■ **Provided passage**
Entecavir is indicated for the treatment of chronic hepatitis B virus infection in adults with compensated liver disease, evidence of viral replication and histologically documented active liver inflammation or fibrosis. It is also effective in decompensated cirrhosis.
Entecavir is a guanosine nucleoside analogue with potent and selective activity against HBV polymerase. For pharmacological action it is phosphorylated to the active triphosphate (TP) form. Entecavir triphosphate functionally inhibits all 3 activities of the viral polymerase-
- Priming of the HBV polymerase,
- Reverse transcription of the negative strand from the pregenomic messenger RNA
- Synthesis of the positive strand HBV DNA.
Dosage & Administration
Administration of Entecavir with food decreases absorption and so it should be taken in an empty stomach (at least 2 hours before or 2 hours after meal).
Adult over 16 years, not previously treated with nucleoside analogues: 0.5 mg once daily.
Adult over 16 years with lamivudine or telbivudine resistant chronic hepatitis B: 1 mg once daily.

■ **Given data**
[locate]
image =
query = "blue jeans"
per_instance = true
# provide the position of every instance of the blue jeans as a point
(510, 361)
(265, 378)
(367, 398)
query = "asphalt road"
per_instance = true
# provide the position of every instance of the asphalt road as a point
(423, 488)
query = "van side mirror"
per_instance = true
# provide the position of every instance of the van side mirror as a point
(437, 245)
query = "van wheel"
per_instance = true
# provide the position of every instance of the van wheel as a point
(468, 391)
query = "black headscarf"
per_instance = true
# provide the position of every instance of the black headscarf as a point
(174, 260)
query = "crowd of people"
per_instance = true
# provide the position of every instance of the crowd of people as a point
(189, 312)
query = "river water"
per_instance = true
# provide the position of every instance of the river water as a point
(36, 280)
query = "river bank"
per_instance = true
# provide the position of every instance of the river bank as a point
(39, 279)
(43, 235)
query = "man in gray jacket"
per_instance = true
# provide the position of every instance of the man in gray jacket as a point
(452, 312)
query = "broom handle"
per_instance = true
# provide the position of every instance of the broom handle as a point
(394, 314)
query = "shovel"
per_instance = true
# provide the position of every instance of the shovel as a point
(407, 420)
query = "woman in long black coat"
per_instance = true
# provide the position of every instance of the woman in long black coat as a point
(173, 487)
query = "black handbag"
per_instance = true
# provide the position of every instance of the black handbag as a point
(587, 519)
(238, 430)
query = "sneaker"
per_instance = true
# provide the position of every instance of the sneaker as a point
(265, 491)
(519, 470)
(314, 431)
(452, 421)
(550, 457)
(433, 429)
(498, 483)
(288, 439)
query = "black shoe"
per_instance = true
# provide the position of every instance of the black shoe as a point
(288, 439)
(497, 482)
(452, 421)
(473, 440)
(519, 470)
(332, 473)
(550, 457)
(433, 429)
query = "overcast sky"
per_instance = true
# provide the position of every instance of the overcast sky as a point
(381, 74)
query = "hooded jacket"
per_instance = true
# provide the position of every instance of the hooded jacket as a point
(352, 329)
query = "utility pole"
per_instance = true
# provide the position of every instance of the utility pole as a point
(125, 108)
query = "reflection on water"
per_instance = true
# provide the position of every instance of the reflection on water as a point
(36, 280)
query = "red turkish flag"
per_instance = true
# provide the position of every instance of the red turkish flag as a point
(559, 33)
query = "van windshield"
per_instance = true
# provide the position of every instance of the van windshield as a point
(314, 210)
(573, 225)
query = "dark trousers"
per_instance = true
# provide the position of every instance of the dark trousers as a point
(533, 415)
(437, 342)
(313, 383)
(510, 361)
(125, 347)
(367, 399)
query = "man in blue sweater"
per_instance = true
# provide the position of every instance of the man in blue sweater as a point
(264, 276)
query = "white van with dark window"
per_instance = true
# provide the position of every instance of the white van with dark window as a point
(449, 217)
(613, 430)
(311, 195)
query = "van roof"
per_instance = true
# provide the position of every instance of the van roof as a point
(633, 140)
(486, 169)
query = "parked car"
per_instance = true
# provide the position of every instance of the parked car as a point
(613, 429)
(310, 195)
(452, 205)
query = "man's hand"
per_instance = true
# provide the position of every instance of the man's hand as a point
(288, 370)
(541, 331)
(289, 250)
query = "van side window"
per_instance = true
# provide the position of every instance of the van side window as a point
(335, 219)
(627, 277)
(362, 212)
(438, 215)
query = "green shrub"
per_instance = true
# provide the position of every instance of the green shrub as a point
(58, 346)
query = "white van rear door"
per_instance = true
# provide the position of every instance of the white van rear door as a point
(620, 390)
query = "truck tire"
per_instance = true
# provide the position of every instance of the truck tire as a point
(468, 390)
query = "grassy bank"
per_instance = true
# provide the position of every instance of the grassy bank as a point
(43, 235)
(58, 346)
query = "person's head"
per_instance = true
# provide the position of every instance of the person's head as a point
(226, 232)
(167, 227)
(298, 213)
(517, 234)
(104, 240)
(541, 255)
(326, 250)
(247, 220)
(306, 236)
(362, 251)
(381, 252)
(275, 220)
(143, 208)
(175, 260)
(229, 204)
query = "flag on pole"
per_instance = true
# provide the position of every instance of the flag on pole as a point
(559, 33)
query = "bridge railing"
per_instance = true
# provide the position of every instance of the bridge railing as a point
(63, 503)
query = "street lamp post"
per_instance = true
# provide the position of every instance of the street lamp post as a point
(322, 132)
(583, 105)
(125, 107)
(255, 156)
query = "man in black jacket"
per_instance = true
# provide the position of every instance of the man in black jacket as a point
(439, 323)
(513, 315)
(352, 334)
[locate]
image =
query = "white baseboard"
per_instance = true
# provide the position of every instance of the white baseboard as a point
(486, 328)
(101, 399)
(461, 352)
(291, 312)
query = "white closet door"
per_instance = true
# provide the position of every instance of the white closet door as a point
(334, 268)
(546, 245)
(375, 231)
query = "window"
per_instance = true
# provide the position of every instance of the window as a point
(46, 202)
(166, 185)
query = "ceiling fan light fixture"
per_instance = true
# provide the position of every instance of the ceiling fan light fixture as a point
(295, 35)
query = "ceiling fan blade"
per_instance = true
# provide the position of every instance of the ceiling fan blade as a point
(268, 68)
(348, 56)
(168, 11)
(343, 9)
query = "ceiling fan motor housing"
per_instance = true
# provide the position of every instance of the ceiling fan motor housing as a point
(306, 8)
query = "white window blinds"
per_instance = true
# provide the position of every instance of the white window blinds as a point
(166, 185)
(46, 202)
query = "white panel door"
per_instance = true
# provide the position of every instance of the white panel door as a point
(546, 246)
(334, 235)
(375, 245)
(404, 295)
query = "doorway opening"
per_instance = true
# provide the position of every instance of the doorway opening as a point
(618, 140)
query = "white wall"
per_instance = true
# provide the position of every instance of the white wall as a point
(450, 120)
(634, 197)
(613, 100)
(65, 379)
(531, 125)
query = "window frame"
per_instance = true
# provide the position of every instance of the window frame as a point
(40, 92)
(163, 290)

■ **Task item**
Answer these from the entecavir text:
(a) To what form is entecavir phosphorylated for its pharmacological action?
(b) How long before or after a meal should entecavir be taken?
(c) What is the dose for adults over 16 years with lamivudine-resistant chronic hepatitis B?

■ **Task response**
(a) The active triphosphate (TP) form.
(b) At least 2 hours before or 2 hours after a meal.
(c) 1 mg once daily.